### Your goal
Restate the data that follows exactly as it stands, beginning with the first line and ending with the line that contains "Where can you spot the blue".

:: Task inputs

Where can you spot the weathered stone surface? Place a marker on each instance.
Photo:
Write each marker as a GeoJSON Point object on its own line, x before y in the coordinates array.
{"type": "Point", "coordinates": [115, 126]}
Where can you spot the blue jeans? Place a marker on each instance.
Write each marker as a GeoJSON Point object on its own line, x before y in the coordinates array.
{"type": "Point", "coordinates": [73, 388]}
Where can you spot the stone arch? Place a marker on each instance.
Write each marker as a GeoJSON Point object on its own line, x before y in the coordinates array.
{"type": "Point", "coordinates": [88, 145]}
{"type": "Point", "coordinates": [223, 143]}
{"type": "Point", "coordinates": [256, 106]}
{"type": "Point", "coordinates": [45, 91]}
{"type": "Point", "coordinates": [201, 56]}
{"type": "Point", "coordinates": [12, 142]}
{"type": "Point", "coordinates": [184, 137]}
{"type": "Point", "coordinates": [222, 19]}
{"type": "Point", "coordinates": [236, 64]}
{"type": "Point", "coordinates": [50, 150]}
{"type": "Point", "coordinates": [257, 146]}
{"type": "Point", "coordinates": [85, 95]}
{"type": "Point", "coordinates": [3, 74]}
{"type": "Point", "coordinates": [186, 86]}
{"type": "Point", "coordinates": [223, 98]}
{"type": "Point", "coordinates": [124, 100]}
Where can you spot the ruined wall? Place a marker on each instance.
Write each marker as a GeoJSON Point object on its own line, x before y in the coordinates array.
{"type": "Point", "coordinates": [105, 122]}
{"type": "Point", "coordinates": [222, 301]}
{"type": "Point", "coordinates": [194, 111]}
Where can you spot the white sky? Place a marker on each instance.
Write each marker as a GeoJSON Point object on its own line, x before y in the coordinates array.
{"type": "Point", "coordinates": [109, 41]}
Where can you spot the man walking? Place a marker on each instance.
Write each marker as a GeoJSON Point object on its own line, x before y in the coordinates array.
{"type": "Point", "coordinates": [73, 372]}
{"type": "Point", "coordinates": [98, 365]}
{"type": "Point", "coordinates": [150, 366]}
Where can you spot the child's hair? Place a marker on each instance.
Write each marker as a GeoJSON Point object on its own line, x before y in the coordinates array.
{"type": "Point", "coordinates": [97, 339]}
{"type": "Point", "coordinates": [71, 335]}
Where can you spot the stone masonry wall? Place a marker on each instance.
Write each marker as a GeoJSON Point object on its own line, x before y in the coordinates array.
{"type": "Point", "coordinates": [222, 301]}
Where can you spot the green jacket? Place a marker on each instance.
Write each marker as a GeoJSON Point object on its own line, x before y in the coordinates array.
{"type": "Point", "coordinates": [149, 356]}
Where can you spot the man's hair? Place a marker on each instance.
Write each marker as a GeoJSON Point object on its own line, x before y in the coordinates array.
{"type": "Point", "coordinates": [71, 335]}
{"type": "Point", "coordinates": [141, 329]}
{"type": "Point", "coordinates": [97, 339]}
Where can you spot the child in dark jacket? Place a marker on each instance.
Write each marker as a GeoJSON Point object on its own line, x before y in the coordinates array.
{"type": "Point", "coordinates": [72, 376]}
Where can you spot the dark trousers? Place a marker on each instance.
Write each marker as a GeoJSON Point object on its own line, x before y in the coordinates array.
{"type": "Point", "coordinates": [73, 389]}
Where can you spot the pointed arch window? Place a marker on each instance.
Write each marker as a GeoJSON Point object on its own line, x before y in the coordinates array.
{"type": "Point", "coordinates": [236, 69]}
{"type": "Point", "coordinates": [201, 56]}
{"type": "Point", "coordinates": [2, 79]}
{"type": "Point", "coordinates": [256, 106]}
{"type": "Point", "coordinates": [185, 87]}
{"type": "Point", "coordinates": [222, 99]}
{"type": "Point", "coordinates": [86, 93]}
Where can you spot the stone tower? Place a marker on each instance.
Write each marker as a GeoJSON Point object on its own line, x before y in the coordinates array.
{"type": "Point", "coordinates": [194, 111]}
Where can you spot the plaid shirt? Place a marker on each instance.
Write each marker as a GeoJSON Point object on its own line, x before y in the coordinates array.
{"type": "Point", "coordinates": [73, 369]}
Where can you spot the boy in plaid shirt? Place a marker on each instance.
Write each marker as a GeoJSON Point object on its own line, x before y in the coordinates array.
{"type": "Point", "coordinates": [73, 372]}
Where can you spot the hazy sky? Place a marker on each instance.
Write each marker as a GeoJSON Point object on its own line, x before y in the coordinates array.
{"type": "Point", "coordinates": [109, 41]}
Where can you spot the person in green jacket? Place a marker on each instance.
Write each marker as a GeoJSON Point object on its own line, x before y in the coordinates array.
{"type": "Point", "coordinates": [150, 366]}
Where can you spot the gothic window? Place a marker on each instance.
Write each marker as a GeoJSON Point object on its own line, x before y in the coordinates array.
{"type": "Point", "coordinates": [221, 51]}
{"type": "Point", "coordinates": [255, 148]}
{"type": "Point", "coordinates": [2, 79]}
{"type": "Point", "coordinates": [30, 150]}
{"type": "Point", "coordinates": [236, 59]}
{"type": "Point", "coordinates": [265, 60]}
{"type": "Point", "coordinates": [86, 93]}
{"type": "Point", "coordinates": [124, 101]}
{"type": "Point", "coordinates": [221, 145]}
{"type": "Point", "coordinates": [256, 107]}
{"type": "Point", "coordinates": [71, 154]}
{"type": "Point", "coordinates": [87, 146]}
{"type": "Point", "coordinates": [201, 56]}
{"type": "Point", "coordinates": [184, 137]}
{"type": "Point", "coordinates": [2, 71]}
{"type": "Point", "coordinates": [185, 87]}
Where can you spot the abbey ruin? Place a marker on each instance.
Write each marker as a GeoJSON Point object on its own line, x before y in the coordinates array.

::::

### Response to the exercise
Where can you spot the weathered stone surface? Place a marker on each instance.
Photo:
Write each marker as a GeoJSON Point object on its own line, x before y in the coordinates array.
{"type": "Point", "coordinates": [115, 126]}
Where can you spot the blue jeans? Place a marker on each instance.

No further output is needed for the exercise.